(THE DATA)

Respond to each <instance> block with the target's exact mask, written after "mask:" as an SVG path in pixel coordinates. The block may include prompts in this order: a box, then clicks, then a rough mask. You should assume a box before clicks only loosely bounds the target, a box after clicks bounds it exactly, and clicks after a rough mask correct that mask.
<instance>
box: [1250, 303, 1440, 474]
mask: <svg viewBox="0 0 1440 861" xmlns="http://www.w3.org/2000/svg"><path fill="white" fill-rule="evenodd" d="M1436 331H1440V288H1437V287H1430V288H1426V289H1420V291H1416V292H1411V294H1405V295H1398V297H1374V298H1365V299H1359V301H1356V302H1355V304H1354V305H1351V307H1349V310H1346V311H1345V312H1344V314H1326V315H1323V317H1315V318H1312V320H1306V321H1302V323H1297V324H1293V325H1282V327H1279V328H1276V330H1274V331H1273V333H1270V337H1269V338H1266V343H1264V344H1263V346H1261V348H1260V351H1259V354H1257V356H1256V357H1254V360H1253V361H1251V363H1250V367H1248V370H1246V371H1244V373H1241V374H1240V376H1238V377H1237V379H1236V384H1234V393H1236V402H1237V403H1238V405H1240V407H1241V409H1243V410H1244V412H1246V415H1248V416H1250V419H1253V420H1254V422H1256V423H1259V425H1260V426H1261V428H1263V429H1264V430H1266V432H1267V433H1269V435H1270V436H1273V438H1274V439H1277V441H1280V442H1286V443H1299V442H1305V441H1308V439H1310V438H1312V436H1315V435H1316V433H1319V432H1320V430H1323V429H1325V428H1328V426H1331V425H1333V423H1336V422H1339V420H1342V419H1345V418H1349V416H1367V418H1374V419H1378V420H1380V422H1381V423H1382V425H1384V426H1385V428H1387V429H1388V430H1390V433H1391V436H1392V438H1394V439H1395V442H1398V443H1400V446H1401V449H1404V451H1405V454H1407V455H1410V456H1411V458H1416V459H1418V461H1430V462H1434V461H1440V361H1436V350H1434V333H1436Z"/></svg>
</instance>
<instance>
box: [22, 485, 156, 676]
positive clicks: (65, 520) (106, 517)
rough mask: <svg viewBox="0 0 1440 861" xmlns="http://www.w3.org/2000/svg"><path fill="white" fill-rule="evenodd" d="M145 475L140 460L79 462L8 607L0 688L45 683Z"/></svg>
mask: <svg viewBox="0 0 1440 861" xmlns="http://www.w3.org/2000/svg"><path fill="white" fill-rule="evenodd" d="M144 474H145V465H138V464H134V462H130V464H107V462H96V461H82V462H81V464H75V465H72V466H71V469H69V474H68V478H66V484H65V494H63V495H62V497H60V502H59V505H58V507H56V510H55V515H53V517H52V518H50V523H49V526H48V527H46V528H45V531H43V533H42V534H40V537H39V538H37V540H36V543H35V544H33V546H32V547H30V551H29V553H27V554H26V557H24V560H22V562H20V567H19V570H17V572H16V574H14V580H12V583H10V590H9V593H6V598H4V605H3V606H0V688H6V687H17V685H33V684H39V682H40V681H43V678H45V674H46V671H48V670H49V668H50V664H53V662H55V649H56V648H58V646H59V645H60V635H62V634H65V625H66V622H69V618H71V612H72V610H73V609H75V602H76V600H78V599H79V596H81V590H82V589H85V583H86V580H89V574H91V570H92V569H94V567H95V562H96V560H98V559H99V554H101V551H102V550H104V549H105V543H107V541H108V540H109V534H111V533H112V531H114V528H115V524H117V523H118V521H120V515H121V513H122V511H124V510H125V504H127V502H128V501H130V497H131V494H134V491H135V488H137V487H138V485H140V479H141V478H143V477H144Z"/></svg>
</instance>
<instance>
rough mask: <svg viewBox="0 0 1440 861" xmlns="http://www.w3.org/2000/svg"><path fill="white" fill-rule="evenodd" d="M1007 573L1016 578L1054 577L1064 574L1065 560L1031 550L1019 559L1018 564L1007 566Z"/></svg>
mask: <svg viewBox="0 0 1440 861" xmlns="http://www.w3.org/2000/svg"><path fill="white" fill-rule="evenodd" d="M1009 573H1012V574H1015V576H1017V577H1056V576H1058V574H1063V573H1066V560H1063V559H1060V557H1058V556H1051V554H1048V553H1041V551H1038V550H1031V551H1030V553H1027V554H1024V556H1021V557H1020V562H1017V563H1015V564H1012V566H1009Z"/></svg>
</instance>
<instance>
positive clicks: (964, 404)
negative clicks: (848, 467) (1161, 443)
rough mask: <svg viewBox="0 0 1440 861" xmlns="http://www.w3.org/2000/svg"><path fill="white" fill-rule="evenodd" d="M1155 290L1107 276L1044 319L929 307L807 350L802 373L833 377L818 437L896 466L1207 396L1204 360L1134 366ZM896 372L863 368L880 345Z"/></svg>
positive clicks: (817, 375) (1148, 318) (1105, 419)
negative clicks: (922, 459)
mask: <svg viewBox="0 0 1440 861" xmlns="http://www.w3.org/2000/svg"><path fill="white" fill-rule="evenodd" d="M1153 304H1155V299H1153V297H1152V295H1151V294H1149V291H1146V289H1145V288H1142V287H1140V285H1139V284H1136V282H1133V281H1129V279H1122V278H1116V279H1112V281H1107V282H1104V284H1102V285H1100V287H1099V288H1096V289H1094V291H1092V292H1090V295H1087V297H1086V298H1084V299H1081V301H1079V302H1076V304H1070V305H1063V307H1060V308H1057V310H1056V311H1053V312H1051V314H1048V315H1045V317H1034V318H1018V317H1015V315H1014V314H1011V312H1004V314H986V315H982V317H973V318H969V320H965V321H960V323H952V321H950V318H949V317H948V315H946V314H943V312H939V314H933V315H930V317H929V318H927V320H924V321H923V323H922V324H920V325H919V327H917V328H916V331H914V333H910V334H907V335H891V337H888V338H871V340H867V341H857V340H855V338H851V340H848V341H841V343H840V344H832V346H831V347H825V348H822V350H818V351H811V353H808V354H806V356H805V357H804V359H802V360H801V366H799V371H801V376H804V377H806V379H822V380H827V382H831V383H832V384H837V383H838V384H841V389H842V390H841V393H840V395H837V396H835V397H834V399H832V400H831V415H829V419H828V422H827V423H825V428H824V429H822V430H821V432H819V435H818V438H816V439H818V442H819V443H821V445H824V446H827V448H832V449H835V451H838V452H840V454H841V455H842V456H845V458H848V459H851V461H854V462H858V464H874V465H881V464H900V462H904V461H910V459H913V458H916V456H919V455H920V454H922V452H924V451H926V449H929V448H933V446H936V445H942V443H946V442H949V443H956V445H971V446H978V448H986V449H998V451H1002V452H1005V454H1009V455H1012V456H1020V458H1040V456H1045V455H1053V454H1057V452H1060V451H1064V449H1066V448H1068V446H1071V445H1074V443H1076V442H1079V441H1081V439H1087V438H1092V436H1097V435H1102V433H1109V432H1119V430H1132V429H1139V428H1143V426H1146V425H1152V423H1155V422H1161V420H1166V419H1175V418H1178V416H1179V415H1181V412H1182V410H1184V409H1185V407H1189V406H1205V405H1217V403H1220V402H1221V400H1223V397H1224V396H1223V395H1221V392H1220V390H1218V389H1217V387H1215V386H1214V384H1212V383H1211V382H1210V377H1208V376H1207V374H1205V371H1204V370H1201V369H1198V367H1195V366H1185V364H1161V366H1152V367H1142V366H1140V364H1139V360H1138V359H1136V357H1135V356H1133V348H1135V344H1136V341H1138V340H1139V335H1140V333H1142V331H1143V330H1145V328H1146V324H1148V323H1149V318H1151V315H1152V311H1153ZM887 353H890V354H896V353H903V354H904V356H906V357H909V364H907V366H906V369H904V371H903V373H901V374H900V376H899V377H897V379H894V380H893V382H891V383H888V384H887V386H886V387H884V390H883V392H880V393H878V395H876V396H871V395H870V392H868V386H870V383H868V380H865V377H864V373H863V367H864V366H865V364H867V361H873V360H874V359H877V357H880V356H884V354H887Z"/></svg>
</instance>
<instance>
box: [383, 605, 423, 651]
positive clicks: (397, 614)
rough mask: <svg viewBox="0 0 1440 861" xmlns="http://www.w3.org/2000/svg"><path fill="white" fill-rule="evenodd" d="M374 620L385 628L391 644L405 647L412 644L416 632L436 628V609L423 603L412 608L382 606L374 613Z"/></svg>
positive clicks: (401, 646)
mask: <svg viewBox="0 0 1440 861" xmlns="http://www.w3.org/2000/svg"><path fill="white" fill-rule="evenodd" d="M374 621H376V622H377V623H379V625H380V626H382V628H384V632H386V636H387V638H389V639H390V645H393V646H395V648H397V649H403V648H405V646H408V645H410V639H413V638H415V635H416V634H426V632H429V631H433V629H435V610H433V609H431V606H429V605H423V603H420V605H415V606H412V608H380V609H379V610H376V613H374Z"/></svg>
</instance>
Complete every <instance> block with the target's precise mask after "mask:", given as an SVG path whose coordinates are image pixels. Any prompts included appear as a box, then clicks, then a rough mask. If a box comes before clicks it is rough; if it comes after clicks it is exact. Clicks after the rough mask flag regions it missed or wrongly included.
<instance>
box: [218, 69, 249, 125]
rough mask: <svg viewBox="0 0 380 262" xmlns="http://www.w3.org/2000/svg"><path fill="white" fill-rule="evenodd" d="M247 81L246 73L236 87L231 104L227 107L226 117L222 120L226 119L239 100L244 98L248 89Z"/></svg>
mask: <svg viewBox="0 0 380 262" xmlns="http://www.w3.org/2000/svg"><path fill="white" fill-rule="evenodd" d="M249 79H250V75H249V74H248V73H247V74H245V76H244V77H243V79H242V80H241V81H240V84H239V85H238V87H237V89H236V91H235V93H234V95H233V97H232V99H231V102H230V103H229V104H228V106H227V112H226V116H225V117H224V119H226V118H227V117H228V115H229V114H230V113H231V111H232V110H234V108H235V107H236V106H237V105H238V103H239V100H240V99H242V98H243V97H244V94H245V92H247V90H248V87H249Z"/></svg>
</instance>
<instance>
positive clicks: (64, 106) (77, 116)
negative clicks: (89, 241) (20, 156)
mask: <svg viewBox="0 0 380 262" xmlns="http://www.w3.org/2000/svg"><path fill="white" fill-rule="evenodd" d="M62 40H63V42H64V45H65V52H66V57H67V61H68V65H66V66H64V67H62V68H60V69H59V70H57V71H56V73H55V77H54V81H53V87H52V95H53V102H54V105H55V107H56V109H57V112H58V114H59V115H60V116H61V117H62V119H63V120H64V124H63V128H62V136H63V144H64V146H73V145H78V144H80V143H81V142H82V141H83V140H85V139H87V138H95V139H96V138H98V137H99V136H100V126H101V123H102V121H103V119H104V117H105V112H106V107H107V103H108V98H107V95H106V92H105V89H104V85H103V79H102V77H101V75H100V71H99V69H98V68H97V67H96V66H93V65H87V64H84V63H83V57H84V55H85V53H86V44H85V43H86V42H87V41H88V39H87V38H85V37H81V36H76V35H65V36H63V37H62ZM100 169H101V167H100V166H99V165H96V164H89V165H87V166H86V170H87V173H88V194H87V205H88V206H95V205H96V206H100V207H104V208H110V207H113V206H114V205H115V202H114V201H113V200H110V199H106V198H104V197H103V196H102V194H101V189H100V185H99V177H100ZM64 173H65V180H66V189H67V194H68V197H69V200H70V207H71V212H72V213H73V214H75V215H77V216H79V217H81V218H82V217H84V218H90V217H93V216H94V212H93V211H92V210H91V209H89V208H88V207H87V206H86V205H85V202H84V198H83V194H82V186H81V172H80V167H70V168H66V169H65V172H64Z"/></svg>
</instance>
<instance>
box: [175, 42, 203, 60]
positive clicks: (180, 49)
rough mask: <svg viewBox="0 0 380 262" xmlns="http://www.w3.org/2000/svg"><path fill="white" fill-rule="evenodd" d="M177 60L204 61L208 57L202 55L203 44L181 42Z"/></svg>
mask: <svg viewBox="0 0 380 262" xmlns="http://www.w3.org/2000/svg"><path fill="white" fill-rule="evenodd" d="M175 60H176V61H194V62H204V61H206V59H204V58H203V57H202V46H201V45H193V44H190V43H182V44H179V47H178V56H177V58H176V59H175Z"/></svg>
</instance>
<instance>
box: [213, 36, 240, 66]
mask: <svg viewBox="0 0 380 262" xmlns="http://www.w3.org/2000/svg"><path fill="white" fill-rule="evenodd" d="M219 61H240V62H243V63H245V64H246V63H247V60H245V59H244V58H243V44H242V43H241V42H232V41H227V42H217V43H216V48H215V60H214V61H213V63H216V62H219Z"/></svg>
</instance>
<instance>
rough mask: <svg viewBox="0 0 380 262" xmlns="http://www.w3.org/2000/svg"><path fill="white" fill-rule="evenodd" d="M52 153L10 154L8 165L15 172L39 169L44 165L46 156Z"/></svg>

(End THE DATA)

EXERCISE OBJECTIVE - The required output is every line above that contains the string "with".

SOLUTION TO THIS EXERCISE -
Respond to each <instance> block with the target's exact mask, written after "mask:" as an SVG path in pixel coordinates. The block may include prompts in this order: a box, then clicks, then a rough mask. You should assume a box before clicks only loosely bounds the target, a box after clicks bounds it exactly, and clicks after a rough mask correct that mask.
Complete every <instance> block with the target's precise mask after "mask:", given as an SVG path whose coordinates are image pixels. Any prompts included appear as a box, then clicks, then a rough mask. If a box comes before clicks it is rough; if it comes after clicks it is exact. Clicks after the rough mask flag regions it missed or wrongly included.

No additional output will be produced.